**本文の抜粋**
刀 無銘(伝備前三郎国宗)

Katana:Mumei



古刀・備前 鎌倉中期
最上作
特別保存刀剣鑑定書付き




刃長:64.2(二尺一寸二分弱) 反り:1.9 元幅:2.93
先幅:1.71 元重ね:0.58 先重ね:0.35 穴3




 鎬造り、鎬尋常庵棟低い、中切っ先。 鍛え、小板目に杢目、流れ肌が細かに肌立ち、平地には白けるようなほのかな乱れ映り立ち、地沸良く付き、地鉄概ね良好。 刃文、小互の目丁字乱れを主体とした焼き刃は、所々焼きの間隔が詰まって、匂い勝ちに小沸付き、刃中足、葉が繁く入り、柔らかな金筋、砂流し掛かり、匂い口沈み勝ちに、所々白々と潤む。 帽子、直調で焼き詰め風となる。 茎大磨り上げ、先切り、鑢筋違い。 銅に金銀着せ二重ハバキ。 上研磨済み。 新白鞘入り。



【コメント】
 国宗は、鎌倉中期を活躍期とする備前国鍛冶でありながら、長船派とはその系統を異にする、備前直宗派に属し、備前国新田庄和気に住したと云います。初祖直宗を祖父とし、その子国真の三男であったことから、『備前三郎』と称しました。後に鎌倉幕府執権、北条時頼の招聘によって、鎌倉に移住し、福岡一文字助真、粟田口国綱と共に、相州鍛冶の先駆者となった一人と伝わり、国宝四口、重要文化財六口、重要美術品十八口を数える名工です。

**解くべき問題**
1 – 刀の解説のうち、「刃長:64.2(二尺一寸二分弱) 反り:1.9 元幅:2.93」から「銅に金銀着せ二重ハバキ。 上研磨済み。 新白鞘入り。」までを一字も変えずに書き写すこと。
2 – 刀の解説で、国宗の作について数として挙げられている指定の種類を、口数とともにすべて書き出せ。
3 – 刀の解説によると、国宗を鎌倉へ招いたのは誰か。

**利用できるデータ**
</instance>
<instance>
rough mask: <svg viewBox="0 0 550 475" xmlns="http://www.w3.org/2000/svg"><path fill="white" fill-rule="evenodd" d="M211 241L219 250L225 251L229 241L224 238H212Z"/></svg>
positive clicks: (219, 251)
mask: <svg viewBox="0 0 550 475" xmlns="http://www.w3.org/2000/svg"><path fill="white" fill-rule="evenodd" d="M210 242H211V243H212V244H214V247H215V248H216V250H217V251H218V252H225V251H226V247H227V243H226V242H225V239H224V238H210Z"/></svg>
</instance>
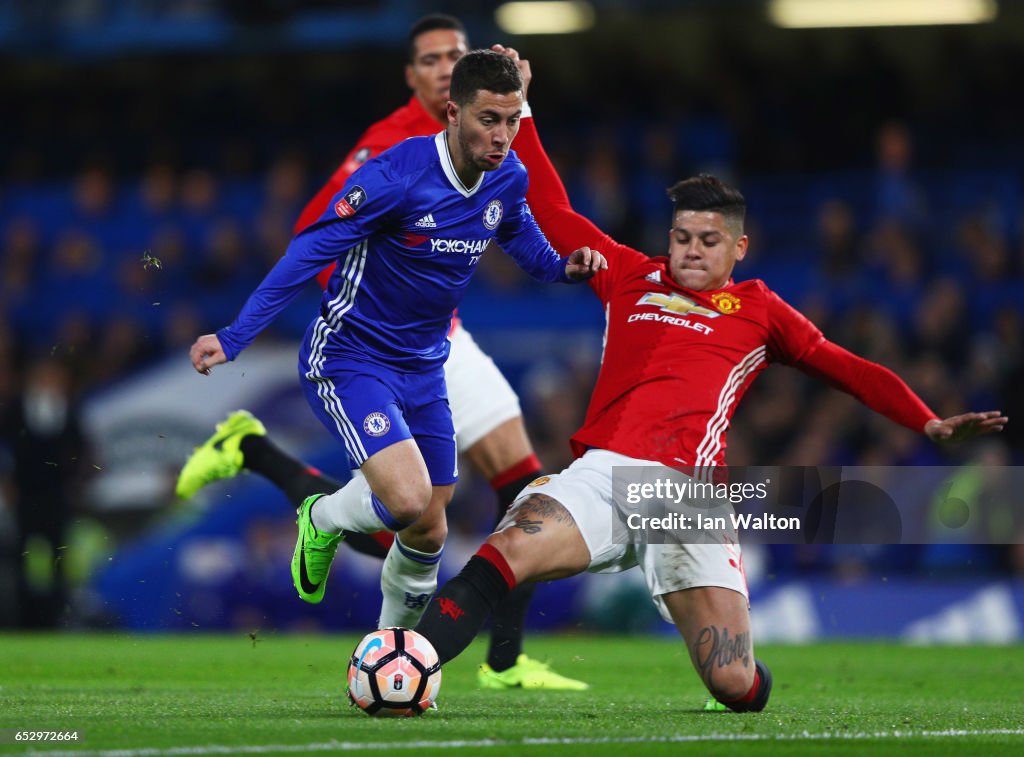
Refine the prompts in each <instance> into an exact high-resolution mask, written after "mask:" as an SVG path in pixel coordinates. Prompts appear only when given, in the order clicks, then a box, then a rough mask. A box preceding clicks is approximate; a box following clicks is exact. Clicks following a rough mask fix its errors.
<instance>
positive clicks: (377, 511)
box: [310, 470, 402, 534]
mask: <svg viewBox="0 0 1024 757" xmlns="http://www.w3.org/2000/svg"><path fill="white" fill-rule="evenodd" d="M310 517H311V518H312V521H313V525H314V527H316V531H321V532H324V533H326V534H340V533H341V532H342V531H354V532H356V533H358V534H372V533H374V532H375V531H397V530H398V528H401V527H402V523H398V522H396V521H395V519H394V517H392V516H391V513H389V512H388V511H387V510H386V509H385V508H384V505H383V504H381V501H380V500H379V499H377V498H376V497H374V494H373V492H371V491H370V485H369V483H367V478H366V476H365V475H362V473H360V472H359V471H357V470H356V471H353V473H352V480H350V481H349V482H348V483H346V485H345V486H344V487H342V488H341V489H339V490H338V491H337V492H335V493H334V494H329V495H327V496H326V497H321V498H319V499H318V500H316V502H315V503H314V504H313V509H312V513H311V515H310ZM396 527H397V528H396Z"/></svg>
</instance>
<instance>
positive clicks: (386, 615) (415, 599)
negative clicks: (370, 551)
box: [377, 537, 441, 628]
mask: <svg viewBox="0 0 1024 757" xmlns="http://www.w3.org/2000/svg"><path fill="white" fill-rule="evenodd" d="M440 557H441V550H440V549H438V550H437V551H436V552H434V553H432V554H431V553H429V552H421V551H419V550H417V549H413V548H412V547H407V546H406V545H404V544H401V543H400V542H399V541H398V537H395V539H394V544H392V545H391V550H390V551H389V552H388V553H387V557H385V558H384V570H383V571H381V593H382V594H383V595H384V601H383V602H382V603H381V617H380V621H379V622H378V623H377V627H378V628H390V627H391V626H401V627H402V628H412V627H413V626H415V625H416V624H417V623H418V622H419V620H420V616H421V615H423V611H424V609H426V608H427V602H428V601H430V597H431V595H433V593H434V591H436V590H437V571H438V570H439V569H440Z"/></svg>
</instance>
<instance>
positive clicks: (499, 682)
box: [476, 655, 590, 691]
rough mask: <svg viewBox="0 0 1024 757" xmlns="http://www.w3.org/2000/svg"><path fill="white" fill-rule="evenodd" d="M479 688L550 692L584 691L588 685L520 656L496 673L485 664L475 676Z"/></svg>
mask: <svg viewBox="0 0 1024 757" xmlns="http://www.w3.org/2000/svg"><path fill="white" fill-rule="evenodd" d="M476 680H477V683H478V684H479V685H480V688H546V689H548V690H550V691H584V690H586V689H588V688H590V684H589V683H584V682H583V681H578V680H575V679H573V678H566V677H565V676H563V675H559V674H558V673H556V672H555V671H553V670H552V669H551V666H550V665H548V664H547V663H542V662H541V661H539V660H534V659H531V658H528V657H526V656H525V655H520V656H519V657H517V658H516V661H515V665H513V666H512V667H511V668H509V669H508V670H503V671H501V672H499V671H496V670H495V669H494V668H492V667H490V666H489V665H487V664H486V663H483V664H482V665H480V669H479V671H478V672H477V674H476Z"/></svg>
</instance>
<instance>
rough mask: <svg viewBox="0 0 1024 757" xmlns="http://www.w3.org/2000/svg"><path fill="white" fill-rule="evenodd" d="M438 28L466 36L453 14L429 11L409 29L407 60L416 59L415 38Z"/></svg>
mask: <svg viewBox="0 0 1024 757" xmlns="http://www.w3.org/2000/svg"><path fill="white" fill-rule="evenodd" d="M438 29H451V30H453V31H455V32H459V33H461V34H462V36H463V37H466V36H467V35H466V28H465V27H464V26H463V25H462V22H461V20H459V19H458V18H456V17H455V16H454V15H449V14H447V13H429V14H427V15H425V16H423V17H422V18H420V19H419V20H417V22H416V23H415V24H414V25H413V26H412V27H410V29H409V38H408V42H409V44H408V48H409V62H411V64H412V62H415V61H416V40H417V39H418V38H419V36H420V35H421V34H426V33H427V32H436V31H437V30H438Z"/></svg>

**番号別の解答**
1 –
刃長:64.2(二尺一寸二分弱) 反り:1.9 元幅:2.93
先幅:1.71 元重ね:0.58 先重ね:0.35 穴3




 鎬造り、鎬尋常庵棟低い、中切っ先。 鍛え、小板目に杢目、流れ肌が細かに肌立ち、平地には白けるようなほのかな乱れ映り立ち、地沸良く付き、地鉄概ね良好。 刃文、小互の目丁字乱れを主体とした焼き刃は、所々焼きの間隔が詰まって、匂い勝ちに小沸付き、刃中足、葉が繁く入り、柔らかな金筋、砂流し掛かり、匂い口沈み勝ちに、所々白々と潤む。 帽子、直調で焼き詰め風となる。 茎大磨り上げ、先切り、鑢筋違い。 銅に金銀着せ二重ハバキ。 上研磨済み。 新白鞘入り。

2 – 国宝四口、重要文化財六口、重要美術品十八口

3 – 鎌倉幕府執権の北条時頼